Records contained in a dataset:
──────────────────────────────

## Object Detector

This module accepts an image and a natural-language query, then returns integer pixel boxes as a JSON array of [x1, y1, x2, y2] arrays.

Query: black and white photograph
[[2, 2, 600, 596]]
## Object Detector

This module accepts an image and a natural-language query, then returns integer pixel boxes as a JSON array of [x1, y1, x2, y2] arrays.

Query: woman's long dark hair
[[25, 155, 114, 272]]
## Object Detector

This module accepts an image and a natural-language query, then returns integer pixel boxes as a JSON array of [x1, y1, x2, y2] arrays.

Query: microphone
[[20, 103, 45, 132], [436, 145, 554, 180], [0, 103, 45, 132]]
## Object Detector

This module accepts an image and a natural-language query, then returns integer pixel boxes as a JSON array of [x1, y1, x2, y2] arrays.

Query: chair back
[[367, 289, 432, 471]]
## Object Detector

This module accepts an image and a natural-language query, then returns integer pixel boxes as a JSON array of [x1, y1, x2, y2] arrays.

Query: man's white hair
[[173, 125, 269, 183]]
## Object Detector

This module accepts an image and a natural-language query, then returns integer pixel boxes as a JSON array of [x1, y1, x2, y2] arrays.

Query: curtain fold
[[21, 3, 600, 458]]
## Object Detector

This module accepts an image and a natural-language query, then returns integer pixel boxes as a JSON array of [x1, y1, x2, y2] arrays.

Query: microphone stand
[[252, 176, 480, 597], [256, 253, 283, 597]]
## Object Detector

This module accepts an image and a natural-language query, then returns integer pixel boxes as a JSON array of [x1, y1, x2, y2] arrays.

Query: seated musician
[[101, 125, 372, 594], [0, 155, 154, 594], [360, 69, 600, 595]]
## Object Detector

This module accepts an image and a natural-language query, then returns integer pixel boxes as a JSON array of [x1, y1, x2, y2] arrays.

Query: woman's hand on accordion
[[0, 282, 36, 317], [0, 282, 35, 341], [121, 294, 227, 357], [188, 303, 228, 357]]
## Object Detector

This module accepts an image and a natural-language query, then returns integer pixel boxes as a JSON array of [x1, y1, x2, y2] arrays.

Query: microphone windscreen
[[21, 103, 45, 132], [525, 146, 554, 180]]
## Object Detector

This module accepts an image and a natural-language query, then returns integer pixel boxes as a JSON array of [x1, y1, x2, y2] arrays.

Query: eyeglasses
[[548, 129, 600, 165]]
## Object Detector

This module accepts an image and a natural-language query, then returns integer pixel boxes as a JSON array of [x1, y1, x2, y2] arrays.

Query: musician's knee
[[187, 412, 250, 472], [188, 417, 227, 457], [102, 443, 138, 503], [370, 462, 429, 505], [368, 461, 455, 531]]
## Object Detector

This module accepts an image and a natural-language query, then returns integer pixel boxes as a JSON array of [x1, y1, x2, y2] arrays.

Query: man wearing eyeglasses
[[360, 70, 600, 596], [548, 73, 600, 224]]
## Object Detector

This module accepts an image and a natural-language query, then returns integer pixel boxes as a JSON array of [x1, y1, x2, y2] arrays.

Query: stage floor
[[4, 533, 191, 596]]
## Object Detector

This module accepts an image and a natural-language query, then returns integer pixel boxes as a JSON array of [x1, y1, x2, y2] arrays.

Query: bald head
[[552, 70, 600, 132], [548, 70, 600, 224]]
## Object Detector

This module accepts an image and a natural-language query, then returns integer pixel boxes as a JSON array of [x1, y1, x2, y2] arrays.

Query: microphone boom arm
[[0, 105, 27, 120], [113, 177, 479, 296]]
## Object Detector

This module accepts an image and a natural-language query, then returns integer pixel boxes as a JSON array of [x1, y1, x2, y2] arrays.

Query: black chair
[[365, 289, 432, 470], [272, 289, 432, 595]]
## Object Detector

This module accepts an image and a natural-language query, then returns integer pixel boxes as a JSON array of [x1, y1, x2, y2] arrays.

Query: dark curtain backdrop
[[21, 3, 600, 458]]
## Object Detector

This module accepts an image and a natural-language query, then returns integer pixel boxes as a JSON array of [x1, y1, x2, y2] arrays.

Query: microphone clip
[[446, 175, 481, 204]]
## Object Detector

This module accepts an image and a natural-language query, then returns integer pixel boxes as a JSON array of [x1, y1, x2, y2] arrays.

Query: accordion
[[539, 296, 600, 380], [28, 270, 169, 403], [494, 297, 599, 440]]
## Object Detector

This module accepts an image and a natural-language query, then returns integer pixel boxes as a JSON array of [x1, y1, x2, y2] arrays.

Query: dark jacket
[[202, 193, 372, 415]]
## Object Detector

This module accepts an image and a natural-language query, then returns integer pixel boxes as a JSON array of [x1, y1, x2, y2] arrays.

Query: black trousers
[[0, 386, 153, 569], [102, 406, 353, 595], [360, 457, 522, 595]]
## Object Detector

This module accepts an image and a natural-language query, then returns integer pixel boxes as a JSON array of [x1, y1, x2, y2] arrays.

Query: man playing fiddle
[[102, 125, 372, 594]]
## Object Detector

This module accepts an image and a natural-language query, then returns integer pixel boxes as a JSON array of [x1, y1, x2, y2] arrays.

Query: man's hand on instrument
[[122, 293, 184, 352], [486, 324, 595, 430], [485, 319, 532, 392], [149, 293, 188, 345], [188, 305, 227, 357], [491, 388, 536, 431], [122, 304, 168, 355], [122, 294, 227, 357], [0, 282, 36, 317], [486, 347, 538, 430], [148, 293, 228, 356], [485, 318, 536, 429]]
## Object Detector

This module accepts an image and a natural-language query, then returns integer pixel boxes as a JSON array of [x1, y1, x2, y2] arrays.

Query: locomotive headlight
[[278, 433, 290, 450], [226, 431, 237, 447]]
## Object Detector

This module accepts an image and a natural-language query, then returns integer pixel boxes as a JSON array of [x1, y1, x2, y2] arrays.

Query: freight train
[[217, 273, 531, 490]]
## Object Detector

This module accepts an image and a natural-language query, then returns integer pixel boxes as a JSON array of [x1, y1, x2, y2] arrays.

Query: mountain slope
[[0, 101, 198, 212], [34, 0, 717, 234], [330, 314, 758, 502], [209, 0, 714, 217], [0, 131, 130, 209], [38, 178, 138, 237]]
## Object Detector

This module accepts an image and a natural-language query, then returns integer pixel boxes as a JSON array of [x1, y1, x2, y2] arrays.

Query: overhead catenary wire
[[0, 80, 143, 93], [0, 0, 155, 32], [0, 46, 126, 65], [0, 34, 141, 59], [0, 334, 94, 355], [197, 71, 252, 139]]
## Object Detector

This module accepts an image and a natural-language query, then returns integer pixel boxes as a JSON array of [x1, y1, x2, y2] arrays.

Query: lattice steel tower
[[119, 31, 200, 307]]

──────────────────────────────

▶ _EXERCISE AIM_: Repeat the records exactly, leaving out none of them.

▶ _THE COMPLETED TASK_:
## Object Detector

This module accepts an image and a natural-language query, then returns integer pixel boxes as a JSON array of [x1, y1, x2, y2] arrays.

Query: black and white photograph
[[2, 2, 600, 596]]
## Object Detector

This module accepts an image and a natural-language query, then returns integer pixel boxes as a JSON array of [x1, y1, x2, y2] arrays.

Query: woman's long dark hair
[[25, 155, 114, 272]]
## Object Detector

This module accepts an image and a natural-language query, then returns integer pixel boxes as a JSON array of [x1, y1, x2, y2] arrays.

Query: microphone
[[20, 103, 45, 132], [436, 145, 554, 180], [0, 103, 45, 132]]
## Object Detector

This module accepts an image and a natural-language query, then returns integer pixel boxes as a JSON array of [x1, y1, x2, y2] arrays.

Query: chair back
[[367, 289, 432, 471]]
## Object Detector

This module accepts an image and a natural-language query, then returns integer pixel boxes as a JSON array of [x1, y1, x2, y2] arrays.

Query: man's white hair
[[173, 125, 269, 183]]
## Object Detector

This module accepts an image and a natural-language query, then returns integer pixel boxes as a JSON array of [x1, y1, x2, y2] arrays.

Query: curtain fold
[[21, 3, 600, 458]]
## Object Detector

This module accepts an image and a natural-language query, then returns integer pixel boxes as a JSON array of [x1, y1, x2, y2] arrays.

Query: microphone stand
[[252, 176, 480, 597], [256, 253, 283, 597]]
## Object Detector

This module accepts an image and a natural-language query, then returns integer pixel boxes as a JSON array of [x1, y1, x2, y2] arrays.

Query: seated musician
[[101, 125, 372, 594], [0, 155, 154, 594], [360, 69, 600, 595]]
## Object Detector

This module accepts an image and a natural-language query, then returns integer pixel boxes as a JSON array of [x1, y1, x2, y2] arrays.

Query: woman's hand on accordion
[[0, 282, 36, 317], [0, 282, 35, 341], [121, 294, 227, 357], [188, 303, 228, 357]]
## Object Detector

This module accepts an image and a natural-language query, then returns integer pixel boxes as a JSON array of [x1, y1, x2, y2] arrays.

Query: microphone windscreen
[[21, 103, 45, 132], [525, 146, 554, 180]]
## Object Detector

This module accepts an image and a natural-language query, then returns integer pixel boxes as a JSON array of [x1, y1, x2, y2] arrays.

Query: eyeglasses
[[548, 129, 600, 165]]
## Object Detector

This module accepts an image and a natural-language query, then returns integer pixel boxes as a JSON array of [x1, y1, x2, y2] arrays.

Query: musician's knee
[[187, 412, 250, 472], [188, 417, 227, 457], [102, 443, 138, 503], [370, 462, 429, 505], [368, 461, 455, 531]]
## Object Detector

This module accepts an image and a natural-language query, then returns integer pixel boxes as a JSON array of [x1, y1, x2, y2] arrays.

Query: man wearing eyeglasses
[[360, 70, 600, 596], [548, 73, 600, 224]]
## Object Detector

This module accepts an image and a natural-language query, then returns integer pixel boxes as a JSON array of [x1, y1, x2, y2] arrays.

Query: stage floor
[[4, 533, 191, 596]]
## Object Detector

This module accepts an image and a natural-language query, then returns integer pixel boxes as a JSON array of [x1, y1, x2, y2] arrays.

Query: bald head
[[552, 70, 600, 132], [548, 70, 600, 224]]
## Object Detector

This module accepts an image and a natural-language query, then returns integer pixel boxes as a JSON array of [x1, y1, x2, y2] arrays.

Query: microphone boom arm
[[0, 105, 27, 120], [113, 177, 479, 296]]
## Object Detector

This module accepts an image and a natural-language query, then returns integer pixel boxes as a JSON array of [x1, y1, x2, y2] arrays.

Query: black chair
[[365, 289, 432, 470], [272, 289, 432, 595]]
## Object Detector

This module accepts an image and a natural-language query, then returns integer pixel boxes as a JSON array of [x1, y1, x2, y2] arrays.

Query: dark curtain backdrop
[[21, 3, 600, 458]]
## Object Detector

This module accepts an image and a natural-language query, then returns integer pixel boxes as a JSON array of [x1, y1, x2, y2] arrays.

Query: microphone clip
[[446, 175, 481, 204]]
## Object Detector

This module accepts an image and a natural-language query, then returns integer pixel boxes as a JSON array of [x1, y1, x2, y2] arrays.

Query: accordion
[[539, 296, 600, 380], [28, 270, 169, 403], [494, 297, 599, 440]]
## Object Detector

This module accepts an image and a natural-language query, then returns integer pixel boxes as a JSON array of [x1, y1, x2, y2] arrays.

Query: dark jacket
[[202, 193, 372, 415]]
## Object Detector

This module accepts an image and a natural-language query, then returns integer pixel boxes as a JSON array of [x1, y1, x2, y2] arrays.

Query: black trousers
[[0, 386, 153, 569], [102, 406, 353, 595], [360, 457, 522, 595]]
## Object Detector

This module accepts an image and a natural-language query, then returns integer pixel boxes as a JSON array of [x1, y1, x2, y2] arrays.

Query: man playing fiddle
[[102, 125, 372, 594]]
## Object Detector

This module accepts an image and a natural-language query, then returns integer pixel boxes as a JSON array of [x1, y1, x2, y2] arrays.

Query: man's hand on instrument
[[122, 293, 184, 352], [486, 324, 595, 430], [485, 319, 532, 392], [149, 293, 188, 345], [188, 305, 227, 357], [491, 388, 536, 431], [122, 304, 168, 355], [122, 294, 227, 357], [0, 282, 36, 317], [486, 347, 538, 430], [148, 293, 228, 356], [485, 318, 536, 429]]
## Object Detector

This module accepts an image and a natural-language query, then returns integer pixel boxes as a JSON array of [x1, y1, x2, y2] arrays.

Query: locomotive headlight
[[278, 433, 290, 450], [226, 431, 237, 447]]
## Object Detector

This module accepts an image and a natural-language query, then returns integer pixel boxes as a JSON array of [x1, y1, x2, y2] arrays.

Query: freight train
[[217, 273, 531, 490]]
## Object Detector

This module accepts an image and a natural-language query, then returns integer pixel boxes as a JSON array of [x1, y1, x2, y2] arrays.

Query: mountain slope
[[0, 101, 198, 212], [34, 0, 717, 234], [330, 314, 758, 502], [209, 0, 714, 217], [0, 131, 130, 209], [38, 178, 138, 237]]
## Object Detector

This module accepts an image and a natural-language query, then returns integer pixel boxes as a JSON array of [x1, y1, x2, y2] arrays.

Query: overhead catenary wire
[[0, 80, 143, 93], [0, 0, 155, 32], [0, 46, 126, 65], [0, 34, 141, 59], [0, 334, 94, 355], [197, 71, 252, 139]]
## Object Detector

This module accepts an image and a natural-language query, then returns integer pixel boxes as a JSON array of [x1, y1, x2, y2] arrays.

Query: lattice steel tower
[[119, 31, 200, 307]]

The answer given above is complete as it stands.